### Extrahierter Text
========================================
Köln – Nach dem größten Erfolg der Teamgeschichte will Bora-hansgrohe mit einem neuen Selbstverständnis auch bei der Tour de France angreifen. „Wir haben uns innerhalb von zehn Jahren zum Siegerteam entwickelt“, sagte Teamchef Ralph Denk bei Eurosport. Der Raublinger Rennstall ist mit dem Triumph beim Giro endgültig im Kreis der Großen angekommen und nimmt die prestigeträchtigsten Siege des Radsports ins Visier.
Die Vorbereitungen für die Frankreich-Rundfahrt im Juli laufen auf Hochtouren. „Wir werden eine Zwei-Mann-Strategie fahren“, sagte Denk, der bei Grand Tours künftig immer auf eine Zweier- oder Dreierspitze setzen will: „Sam Bennett ist für den Sprint und Alexander Wlassow für die Gesamtwertung vorgesehen.“ Zudem möchte der 48-Jährige den „offensiven Fahrstil wie beim Giro beibehalten“.
Ob und wie viele deutsche Fahrer dann am Start sein werden, steht noch nicht endgültig fest. Maximilian Schachmann, Nils Politt und Lennard Kämna haben aktuell die besten Chancen. Gerade Kämna traut Denk mittelfristig auch zu, bei dreiwöchigen Rundfahrten um die Gesamtwertung zu fahren. Giro-Sieger Jai Hindley und Emanuel Buchmann waren nicht für die Tour vorgesehen.
Der Weg hin zum Gesamtklassement-Team ist durch den Abgang von Superstar Peter Sagan im vergangenen Winter möglich geworden. Lange Zeit wurde die Mannschaft um den Slowaken aufgebaut, nun eröffneten sich neue Möglichkeiten.
„Es war eine komplette Neuausrichtung“, sagte Denk: „Wir wollten jetzt unseren Weg gehen. Klassiker und Sprintsiege sind das eine, aber ein Sieg bei einer Grand Tour das andere. Dies erzeugt noch mal eine ganz andere Aufmerksamkeit.“ Es sei aber auch die „Königsdisziplin“ und ein „steiniger Weg“ im Radsport, der immerhin auf den Giro-Gipfel geführt hat.
========================================
### Datenauszug
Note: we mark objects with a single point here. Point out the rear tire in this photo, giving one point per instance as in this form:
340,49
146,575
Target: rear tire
========================================
### Aufgaben
- A) Welche Fahrer sind laut dem Text über Bora-hansgrohe bei der Tour de France für den Sprint und für die Gesamtwertung vorgesehen?
- B) Setze den Text über Bora-hansgrohe nach seinem letzten Satz fort.

### Antworten
- A) Sam Bennett ist für den Sprint und Alexander Wlassow für die Gesamtwertung vorgesehen.

- B)
Mittlerweile verfügt Bora-hansgrohe über ein „ordentliches Budget“ und eine ganze Liste an Top-Fahrern, die solche Siege möglich machen können. Neben Routinier Buchmann und dem (bisherigen) Etappenjäger Kämna zählen auch Wilco Keldermann, die beiden Winterzugänge Wlassow und Sergio Higuita und eben Hindley zu den Hoffnungsträgern auf große Triumphe.
„Wir haben bewusst junge Leute verpflichtet, die sich noch weiterentwickeln und dann hoffentlich ihre ersten Siege einfahren“, erklärte Denk die jüngste Transferstrategie. Beim Giro war „nur“ das Podium anvisiert, „dass es so schnell geht, hat uns auch ein wenig erstaunt“.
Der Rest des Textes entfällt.